Images are excluded; otherwise, output every record exactly.

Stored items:
-- begin --

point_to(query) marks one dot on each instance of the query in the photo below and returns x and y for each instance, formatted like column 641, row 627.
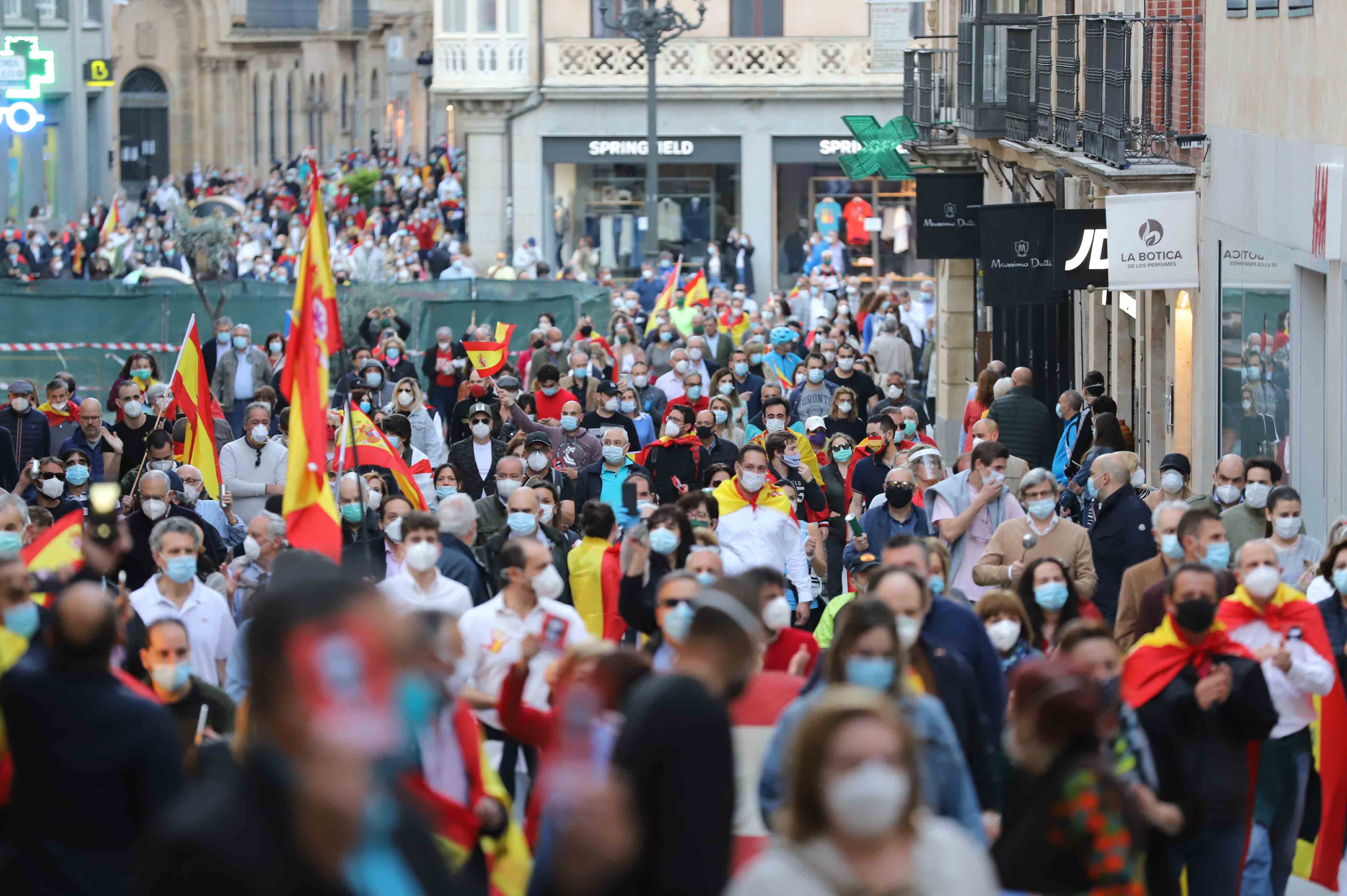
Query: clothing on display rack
column 857, row 211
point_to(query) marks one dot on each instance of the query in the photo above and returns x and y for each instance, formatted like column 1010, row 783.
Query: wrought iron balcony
column 929, row 96
column 1118, row 89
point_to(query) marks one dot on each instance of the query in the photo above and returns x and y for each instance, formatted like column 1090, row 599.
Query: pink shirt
column 976, row 538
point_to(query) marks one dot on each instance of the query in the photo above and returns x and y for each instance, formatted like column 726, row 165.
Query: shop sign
column 1081, row 248
column 891, row 31
column 947, row 215
column 99, row 73
column 1154, row 240
column 38, row 68
column 1016, row 254
column 642, row 147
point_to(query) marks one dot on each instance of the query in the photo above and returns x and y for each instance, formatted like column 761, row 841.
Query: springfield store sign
column 1152, row 240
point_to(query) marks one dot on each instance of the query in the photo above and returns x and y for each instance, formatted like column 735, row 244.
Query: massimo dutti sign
column 1017, row 254
column 947, row 215
column 1152, row 240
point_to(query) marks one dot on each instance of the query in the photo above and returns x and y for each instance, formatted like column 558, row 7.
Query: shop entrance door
column 145, row 129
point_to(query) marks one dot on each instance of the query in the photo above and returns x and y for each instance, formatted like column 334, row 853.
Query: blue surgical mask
column 663, row 541
column 522, row 523
column 1051, row 596
column 22, row 620
column 1171, row 548
column 1340, row 583
column 1218, row 555
column 871, row 671
column 677, row 623
column 172, row 677
column 181, row 569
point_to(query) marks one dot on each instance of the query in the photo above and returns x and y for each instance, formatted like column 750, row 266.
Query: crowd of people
column 689, row 603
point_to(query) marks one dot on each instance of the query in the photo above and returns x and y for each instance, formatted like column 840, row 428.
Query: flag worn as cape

-- end --

_Complete response_
point_to(query) marks one dot on each instance of the query in the photo below and returns x and y for each instance, formatted like column 641, row 627.
Query: clothing on display rack
column 857, row 211
point_to(query) marks one dot on each instance of the query in the photo above and returns x and y for each instance, formatted like column 1010, row 783.
Query: wrought iron balcony
column 929, row 96
column 1118, row 89
point_to(query) marks one dot on each instance of the query in the photo above and returns x and y for each instance, formatted like column 1090, row 599.
Query: pink shirt
column 976, row 538
point_to(query) marks one dot on each instance of the query in the photo above and returns x and y for each instance, formatted like column 726, row 165.
Query: shop sign
column 1081, row 248
column 891, row 31
column 947, row 215
column 99, row 73
column 1154, row 240
column 38, row 68
column 1016, row 254
column 642, row 147
point_to(query) marks one dot on each instance of the query in the photo above and returns x and y for each instance, formatted like column 761, row 841.
Query: springfield store sign
column 1152, row 240
point_to(query) marks one dot on each instance of the query in the photo above and returns x and y for each instance, formatted like column 735, row 244.
Query: massimo dutti sign
column 1017, row 254
column 947, row 215
column 1152, row 240
point_to(query) marks one dot on each instance of the query in the photo above and returns x and y for each instance, formatted like column 558, row 7.
Query: shop entrance door
column 145, row 129
point_to(query) marks one dot on each instance of the query in the photo above and returns x and y for each instance, formatted like column 334, row 853.
Query: blue surgical mask
column 663, row 541
column 522, row 523
column 1051, row 596
column 22, row 620
column 1171, row 548
column 1340, row 583
column 1218, row 555
column 871, row 671
column 677, row 623
column 172, row 677
column 181, row 569
point_to(query) marks one dot on each instance of the query in the photo above and returns x and y for each instance, formatted like column 750, row 266.
Query: crowd of people
column 689, row 603
point_to(query) marks one dot on each instance of the query in the photo above and returns x and y for each instance, formatted like column 840, row 428.
Query: flag worn as cape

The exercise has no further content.